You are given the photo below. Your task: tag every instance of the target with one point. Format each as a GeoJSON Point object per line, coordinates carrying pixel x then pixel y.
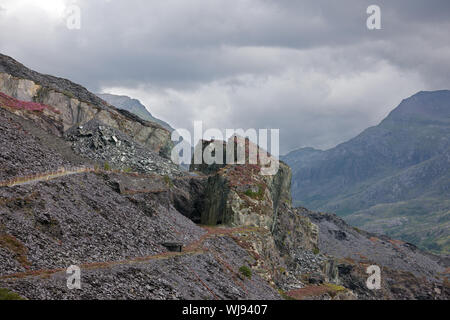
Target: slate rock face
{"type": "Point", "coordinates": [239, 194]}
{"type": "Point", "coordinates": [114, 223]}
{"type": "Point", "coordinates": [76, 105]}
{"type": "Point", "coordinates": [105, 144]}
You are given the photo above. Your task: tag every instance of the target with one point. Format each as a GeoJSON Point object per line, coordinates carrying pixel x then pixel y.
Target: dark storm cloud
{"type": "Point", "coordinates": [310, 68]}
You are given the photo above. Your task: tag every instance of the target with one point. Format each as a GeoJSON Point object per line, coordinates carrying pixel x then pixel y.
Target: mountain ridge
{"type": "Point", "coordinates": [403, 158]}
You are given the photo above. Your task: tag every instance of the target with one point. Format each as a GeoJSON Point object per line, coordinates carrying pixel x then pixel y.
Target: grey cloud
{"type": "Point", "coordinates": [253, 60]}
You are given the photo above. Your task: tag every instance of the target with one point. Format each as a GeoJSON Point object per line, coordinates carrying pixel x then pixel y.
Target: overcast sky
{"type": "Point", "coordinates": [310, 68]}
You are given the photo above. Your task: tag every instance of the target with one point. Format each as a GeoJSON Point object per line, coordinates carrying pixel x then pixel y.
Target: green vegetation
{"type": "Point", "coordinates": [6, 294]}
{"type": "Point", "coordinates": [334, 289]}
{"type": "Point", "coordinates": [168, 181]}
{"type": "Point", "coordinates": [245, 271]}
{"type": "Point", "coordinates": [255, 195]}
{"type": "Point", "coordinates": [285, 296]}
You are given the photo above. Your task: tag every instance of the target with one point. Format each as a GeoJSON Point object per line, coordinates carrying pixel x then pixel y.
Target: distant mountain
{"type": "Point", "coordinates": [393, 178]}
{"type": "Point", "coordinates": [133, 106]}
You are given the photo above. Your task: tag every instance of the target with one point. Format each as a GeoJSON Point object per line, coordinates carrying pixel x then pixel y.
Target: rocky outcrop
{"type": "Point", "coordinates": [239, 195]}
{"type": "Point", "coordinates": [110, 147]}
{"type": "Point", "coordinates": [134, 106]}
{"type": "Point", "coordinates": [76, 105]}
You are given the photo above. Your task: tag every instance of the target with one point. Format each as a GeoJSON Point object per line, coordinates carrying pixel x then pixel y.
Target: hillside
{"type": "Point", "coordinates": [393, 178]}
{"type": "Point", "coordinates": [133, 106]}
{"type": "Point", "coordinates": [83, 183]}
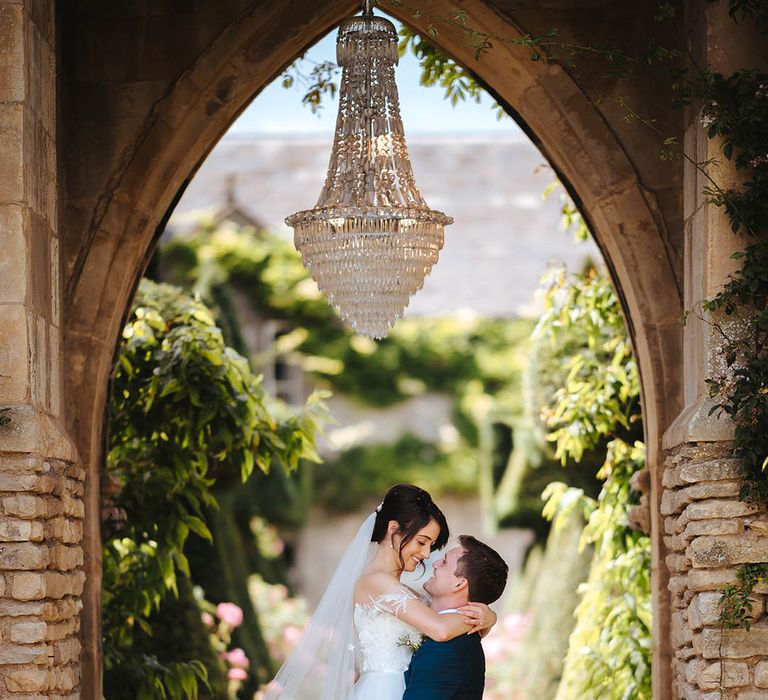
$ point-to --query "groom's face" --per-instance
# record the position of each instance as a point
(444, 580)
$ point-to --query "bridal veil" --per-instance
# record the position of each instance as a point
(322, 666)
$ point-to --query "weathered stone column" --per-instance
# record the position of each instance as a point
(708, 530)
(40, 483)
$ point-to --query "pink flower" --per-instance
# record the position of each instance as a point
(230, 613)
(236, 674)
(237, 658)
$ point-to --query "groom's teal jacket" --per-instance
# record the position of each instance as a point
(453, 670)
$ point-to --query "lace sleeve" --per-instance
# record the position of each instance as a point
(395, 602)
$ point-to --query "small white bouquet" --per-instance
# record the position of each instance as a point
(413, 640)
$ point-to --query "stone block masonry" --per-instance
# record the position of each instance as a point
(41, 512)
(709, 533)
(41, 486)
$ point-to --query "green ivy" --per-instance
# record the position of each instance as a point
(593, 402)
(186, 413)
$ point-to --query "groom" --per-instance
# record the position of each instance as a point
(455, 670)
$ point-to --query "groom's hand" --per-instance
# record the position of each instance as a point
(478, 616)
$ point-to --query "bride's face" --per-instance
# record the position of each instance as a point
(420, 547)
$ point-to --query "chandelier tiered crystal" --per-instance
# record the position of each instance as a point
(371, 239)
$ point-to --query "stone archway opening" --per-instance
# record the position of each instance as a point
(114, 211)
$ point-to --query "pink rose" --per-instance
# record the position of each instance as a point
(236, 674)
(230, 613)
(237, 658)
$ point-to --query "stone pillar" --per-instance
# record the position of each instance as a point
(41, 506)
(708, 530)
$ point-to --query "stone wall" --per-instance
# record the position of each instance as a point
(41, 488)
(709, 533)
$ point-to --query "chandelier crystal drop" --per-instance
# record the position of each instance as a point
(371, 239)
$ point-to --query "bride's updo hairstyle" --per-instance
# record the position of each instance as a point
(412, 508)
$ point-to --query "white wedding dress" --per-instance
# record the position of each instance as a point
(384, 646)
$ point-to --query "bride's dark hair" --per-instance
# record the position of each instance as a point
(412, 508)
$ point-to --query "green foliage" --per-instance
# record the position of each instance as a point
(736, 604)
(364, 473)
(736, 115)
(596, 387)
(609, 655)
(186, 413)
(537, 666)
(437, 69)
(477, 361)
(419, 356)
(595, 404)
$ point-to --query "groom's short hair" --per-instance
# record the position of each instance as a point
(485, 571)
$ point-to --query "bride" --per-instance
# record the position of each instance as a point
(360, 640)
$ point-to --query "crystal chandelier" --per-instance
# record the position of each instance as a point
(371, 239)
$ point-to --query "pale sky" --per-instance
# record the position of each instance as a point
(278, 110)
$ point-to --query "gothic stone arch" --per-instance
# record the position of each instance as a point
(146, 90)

^^^^^^^^

Select every line of the listing above that contains the word "dark", and copy each one out; case counts.

Target: dark storm cloud
$ point-to --query "bride's dark hair" --per-instance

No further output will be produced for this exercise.